**WHAT YOU SHOULD DO:**
Answer these questions about the text below on commuting by train and subway:
1. Which train does the schedule say stops at Croton-Harmon only to pick up passengers?
2. What two sentences did the signs on the literature racks say?
3. What do the signs on the inside of the subway train doors say?

──────── PAGE

Perhaps a train’s experience of door problems is entirely different from ours.

The mysteries of time

It is odd how, regardless of just when I leave work, I so often have a choice between standing on the 5:57, or getting very early to the 6:15.

Then there is the 5:53, which is an extremely express train, but which, the schedule says, stops at Croton-Harmon only to pick up passengers, not to drop them off. I asked a ticket agent once if that meant that people really couldn’t get off, and she said nah, you can get off, just be prepared to do it very fast, because the train won’t stop for long.

On the other hand I asked a conductor of the 5:53 once if the train stopped at Croton-Harmon, and he (likely knowing that I really meant “can I take this train to there?”) just said (without going into any detail), no, I should get the 5:57 instead.

Signs

The Jehovah’s Witnesses have a regular presence in a couple of places along my subway route.

Having done their whole curriculum for nonbelievers on my front porch back in the day, I don’t stop to talk to them or take their literature, but I do sort of smile, if mostly to myself.

Today I noticed the signs at the top of two adjacent cardboard literature racks that they had set up at their larger installation.

The signs said:

What does the Bible really teach?

LIES that make God seem unloveable.

and I said to myself “well, can’t really argue with that!”.

Oooh I am so snarky. :)

Don’t hold

Speaking of signs, there are these signs on the inside of the subway train doors saying “Do not hold doors”.

clampTurns out, they mean it!

────────────────
──────── RECORD SET

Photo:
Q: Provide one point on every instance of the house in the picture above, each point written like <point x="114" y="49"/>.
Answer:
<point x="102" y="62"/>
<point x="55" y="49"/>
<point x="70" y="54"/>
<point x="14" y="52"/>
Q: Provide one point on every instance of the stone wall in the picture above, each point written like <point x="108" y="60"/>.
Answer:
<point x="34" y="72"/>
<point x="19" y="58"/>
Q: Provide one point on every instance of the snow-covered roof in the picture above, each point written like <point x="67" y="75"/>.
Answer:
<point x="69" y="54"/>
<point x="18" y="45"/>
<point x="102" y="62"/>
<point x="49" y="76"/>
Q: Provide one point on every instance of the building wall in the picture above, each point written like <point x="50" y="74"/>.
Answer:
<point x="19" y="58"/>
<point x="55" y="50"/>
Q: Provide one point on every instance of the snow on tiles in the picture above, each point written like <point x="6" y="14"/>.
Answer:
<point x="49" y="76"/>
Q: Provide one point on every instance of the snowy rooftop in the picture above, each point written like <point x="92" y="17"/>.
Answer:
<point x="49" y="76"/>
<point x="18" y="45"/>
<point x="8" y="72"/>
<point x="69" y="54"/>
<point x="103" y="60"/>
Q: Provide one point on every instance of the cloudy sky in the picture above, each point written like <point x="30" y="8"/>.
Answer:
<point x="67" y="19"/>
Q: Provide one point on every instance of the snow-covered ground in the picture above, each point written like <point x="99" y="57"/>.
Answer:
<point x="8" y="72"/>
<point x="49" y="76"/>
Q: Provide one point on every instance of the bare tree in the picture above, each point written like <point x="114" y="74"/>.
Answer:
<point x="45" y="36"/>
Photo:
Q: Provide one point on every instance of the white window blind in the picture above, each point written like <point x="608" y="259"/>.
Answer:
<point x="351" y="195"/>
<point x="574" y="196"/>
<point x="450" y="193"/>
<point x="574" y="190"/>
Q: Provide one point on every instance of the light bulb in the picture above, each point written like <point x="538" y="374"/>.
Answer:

────────────────

**ANSWER TO THIS PROBLEM:**
1. The 5:53.
2. "What does the Bible really teach?" and "LIES that make God seem unloveable."
3. "Do not hold doors."